Set problem
Reproduce the rows starting at the line containing "Your task is to find the garfish" and ending at the line containing "(139, 172), (411, 403)", substituting "needlefish" for "garfish" and leaving everything else unchanged.
## start Supplied information
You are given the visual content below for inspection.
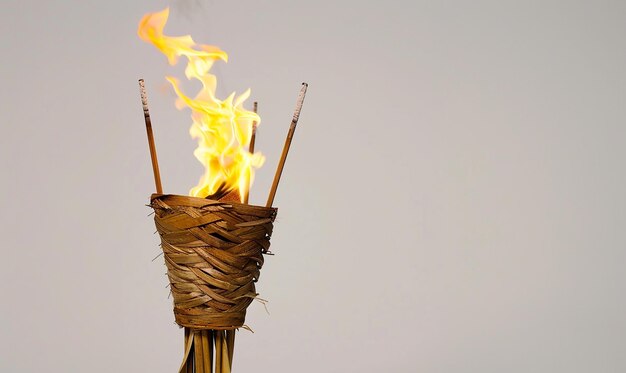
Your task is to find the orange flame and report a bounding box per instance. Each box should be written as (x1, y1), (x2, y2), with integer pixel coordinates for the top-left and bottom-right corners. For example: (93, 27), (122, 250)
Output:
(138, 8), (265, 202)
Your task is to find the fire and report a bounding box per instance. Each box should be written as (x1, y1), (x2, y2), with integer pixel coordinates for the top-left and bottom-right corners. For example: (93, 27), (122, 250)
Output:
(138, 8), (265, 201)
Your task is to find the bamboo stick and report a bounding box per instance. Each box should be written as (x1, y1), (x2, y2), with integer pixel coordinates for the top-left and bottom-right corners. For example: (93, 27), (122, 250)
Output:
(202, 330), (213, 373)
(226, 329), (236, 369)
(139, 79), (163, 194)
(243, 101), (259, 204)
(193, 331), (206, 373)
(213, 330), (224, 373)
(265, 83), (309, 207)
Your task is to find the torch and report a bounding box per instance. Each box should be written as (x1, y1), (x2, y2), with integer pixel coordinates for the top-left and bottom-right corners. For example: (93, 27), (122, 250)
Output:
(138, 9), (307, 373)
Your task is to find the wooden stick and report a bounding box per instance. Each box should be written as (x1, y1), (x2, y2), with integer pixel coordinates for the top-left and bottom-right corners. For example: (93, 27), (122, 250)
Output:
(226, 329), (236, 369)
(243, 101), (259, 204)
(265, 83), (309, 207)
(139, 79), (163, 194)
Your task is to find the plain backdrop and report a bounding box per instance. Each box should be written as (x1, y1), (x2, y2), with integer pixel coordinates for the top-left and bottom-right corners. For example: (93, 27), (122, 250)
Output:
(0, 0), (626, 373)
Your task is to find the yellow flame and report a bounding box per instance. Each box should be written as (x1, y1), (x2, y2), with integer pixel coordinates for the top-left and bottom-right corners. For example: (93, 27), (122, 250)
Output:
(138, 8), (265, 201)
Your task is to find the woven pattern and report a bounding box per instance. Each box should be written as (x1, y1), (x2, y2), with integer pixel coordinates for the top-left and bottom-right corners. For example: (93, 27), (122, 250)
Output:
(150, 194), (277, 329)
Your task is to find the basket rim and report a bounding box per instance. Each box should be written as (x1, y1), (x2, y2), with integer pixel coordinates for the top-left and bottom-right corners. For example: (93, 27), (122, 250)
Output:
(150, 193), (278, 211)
## end Supplied information
## start Supplied information
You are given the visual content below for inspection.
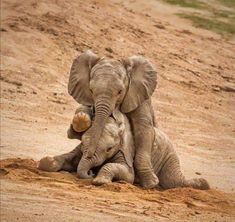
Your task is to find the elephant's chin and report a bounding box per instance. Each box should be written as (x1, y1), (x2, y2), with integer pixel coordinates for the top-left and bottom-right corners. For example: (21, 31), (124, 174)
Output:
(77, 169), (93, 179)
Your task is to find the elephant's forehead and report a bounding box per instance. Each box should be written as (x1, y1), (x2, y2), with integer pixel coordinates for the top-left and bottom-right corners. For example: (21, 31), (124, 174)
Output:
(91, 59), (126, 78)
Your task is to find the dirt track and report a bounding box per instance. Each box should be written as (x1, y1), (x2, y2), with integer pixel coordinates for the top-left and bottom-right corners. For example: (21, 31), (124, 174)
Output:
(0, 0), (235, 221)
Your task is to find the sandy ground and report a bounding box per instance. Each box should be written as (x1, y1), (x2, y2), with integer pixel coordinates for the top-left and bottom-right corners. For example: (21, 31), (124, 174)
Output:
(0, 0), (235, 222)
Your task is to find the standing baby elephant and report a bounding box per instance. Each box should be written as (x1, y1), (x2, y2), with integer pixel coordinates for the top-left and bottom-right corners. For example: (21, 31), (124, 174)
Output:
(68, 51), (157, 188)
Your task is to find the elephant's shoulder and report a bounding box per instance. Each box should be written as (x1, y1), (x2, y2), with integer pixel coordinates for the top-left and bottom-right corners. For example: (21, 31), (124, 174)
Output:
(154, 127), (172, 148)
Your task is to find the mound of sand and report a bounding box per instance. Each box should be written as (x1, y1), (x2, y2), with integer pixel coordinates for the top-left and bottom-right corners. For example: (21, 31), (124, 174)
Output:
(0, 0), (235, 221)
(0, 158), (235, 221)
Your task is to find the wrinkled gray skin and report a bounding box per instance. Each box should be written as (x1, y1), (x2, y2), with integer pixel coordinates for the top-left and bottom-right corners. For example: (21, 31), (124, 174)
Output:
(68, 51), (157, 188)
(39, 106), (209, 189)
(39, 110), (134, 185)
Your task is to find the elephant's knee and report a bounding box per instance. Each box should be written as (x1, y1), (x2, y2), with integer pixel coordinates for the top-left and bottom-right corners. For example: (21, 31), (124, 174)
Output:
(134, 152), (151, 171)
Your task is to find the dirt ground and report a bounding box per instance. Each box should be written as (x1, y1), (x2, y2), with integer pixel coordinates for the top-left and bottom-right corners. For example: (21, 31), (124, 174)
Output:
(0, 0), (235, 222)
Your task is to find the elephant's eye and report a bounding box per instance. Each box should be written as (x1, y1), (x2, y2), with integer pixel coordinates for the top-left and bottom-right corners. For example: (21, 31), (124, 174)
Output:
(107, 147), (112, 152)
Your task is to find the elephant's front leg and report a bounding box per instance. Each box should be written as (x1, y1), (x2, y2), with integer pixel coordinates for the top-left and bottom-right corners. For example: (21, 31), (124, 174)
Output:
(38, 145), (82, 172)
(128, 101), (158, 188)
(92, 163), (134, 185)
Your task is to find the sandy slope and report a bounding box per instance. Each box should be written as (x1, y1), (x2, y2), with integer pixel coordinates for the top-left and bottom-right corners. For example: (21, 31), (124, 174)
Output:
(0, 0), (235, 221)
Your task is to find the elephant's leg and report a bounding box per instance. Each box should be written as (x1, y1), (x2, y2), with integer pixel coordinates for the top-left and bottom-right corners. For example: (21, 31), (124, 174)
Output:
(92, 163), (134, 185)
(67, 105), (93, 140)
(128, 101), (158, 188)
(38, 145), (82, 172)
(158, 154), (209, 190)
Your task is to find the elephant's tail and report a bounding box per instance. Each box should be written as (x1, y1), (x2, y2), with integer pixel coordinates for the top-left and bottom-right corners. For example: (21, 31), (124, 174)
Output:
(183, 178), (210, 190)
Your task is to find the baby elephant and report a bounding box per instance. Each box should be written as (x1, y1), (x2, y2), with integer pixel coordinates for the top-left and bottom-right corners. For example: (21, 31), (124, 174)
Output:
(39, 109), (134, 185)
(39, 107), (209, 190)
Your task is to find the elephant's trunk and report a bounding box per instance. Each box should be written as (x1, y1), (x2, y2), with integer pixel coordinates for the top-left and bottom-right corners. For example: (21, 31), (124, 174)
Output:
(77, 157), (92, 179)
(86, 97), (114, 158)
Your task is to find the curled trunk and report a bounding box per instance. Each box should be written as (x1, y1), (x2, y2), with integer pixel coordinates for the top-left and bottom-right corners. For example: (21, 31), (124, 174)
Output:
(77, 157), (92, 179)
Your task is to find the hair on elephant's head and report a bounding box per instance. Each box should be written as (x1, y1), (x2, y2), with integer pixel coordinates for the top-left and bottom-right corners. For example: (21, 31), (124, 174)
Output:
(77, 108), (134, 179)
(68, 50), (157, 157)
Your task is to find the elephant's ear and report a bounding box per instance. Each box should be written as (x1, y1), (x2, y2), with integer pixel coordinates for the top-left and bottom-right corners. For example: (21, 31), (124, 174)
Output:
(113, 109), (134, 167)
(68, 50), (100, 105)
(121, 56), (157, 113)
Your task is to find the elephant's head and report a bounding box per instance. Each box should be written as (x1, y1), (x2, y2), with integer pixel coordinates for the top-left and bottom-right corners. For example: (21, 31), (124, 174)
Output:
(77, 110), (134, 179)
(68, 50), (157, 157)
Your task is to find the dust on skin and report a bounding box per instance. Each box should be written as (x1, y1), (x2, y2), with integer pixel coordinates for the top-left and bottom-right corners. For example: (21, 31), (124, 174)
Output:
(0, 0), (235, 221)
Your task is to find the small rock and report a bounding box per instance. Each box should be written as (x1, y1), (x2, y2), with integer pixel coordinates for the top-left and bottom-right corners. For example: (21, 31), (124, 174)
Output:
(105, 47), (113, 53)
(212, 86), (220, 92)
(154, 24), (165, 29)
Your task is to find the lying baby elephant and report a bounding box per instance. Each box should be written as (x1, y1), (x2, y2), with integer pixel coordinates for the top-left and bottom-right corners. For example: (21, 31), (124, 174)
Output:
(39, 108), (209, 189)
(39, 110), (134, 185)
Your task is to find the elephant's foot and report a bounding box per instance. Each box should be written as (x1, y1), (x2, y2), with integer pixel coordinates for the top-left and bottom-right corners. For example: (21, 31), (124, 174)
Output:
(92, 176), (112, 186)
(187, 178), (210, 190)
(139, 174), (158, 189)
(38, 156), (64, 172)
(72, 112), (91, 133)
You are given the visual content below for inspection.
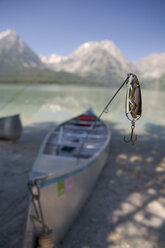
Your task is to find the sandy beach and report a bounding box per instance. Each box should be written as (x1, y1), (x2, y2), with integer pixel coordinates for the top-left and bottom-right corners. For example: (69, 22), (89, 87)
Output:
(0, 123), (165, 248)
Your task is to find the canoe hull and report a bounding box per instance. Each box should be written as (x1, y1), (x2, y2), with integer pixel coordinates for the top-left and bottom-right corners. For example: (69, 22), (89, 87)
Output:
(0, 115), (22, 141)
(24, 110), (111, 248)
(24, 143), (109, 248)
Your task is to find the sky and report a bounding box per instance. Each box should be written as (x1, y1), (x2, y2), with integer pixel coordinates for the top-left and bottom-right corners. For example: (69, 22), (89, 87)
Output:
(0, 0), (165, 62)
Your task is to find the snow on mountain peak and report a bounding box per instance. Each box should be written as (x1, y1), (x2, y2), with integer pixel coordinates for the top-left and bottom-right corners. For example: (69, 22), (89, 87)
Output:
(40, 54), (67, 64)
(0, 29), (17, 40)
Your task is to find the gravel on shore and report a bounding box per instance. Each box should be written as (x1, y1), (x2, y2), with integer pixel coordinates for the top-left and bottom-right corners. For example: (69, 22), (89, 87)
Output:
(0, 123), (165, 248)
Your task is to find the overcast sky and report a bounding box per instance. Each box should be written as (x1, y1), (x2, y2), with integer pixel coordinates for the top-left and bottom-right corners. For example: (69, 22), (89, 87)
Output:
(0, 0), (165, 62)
## end Supplied information
## start Supplied information
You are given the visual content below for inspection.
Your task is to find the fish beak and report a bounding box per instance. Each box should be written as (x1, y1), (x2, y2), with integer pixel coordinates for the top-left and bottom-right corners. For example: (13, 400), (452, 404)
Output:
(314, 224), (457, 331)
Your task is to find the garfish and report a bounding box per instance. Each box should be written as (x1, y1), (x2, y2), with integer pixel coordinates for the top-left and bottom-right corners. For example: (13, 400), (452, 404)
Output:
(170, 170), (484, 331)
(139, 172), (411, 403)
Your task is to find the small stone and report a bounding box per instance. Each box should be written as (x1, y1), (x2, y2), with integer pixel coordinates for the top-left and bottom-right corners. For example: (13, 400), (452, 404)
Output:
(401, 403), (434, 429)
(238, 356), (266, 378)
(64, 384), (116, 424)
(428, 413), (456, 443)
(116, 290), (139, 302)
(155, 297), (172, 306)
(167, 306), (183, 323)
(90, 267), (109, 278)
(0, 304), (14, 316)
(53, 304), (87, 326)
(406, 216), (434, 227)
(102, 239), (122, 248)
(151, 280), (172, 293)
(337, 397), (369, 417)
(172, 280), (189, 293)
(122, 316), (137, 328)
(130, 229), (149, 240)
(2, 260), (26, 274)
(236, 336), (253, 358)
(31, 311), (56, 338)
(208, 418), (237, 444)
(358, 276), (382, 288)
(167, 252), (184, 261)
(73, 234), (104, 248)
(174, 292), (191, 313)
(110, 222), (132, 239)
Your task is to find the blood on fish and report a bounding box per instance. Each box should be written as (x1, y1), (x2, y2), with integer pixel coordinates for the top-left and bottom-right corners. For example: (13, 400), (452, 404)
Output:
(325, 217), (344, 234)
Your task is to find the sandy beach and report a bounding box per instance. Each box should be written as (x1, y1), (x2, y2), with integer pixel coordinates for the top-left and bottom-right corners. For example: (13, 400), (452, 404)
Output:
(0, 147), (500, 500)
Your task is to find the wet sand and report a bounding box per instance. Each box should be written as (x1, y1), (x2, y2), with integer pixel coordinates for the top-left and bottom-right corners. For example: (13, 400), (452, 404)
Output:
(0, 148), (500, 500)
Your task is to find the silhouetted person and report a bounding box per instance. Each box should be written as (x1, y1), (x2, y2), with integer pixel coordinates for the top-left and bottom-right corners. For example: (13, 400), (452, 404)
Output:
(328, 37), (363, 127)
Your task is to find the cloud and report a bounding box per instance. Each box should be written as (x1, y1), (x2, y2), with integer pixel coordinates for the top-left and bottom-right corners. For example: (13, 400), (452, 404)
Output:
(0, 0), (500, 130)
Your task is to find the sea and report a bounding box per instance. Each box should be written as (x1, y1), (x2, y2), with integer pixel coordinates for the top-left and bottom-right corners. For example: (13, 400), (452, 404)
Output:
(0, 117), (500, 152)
## end Supplied information
Result of this exercise
Your task is to find the needlefish and report a bounding box per instance. Each box should be written as (x1, y1), (x2, y2), with integer pixel coordinates for the top-left and bottom-right corners. For example: (13, 400), (452, 404)
Output:
(170, 170), (484, 331)
(139, 172), (411, 403)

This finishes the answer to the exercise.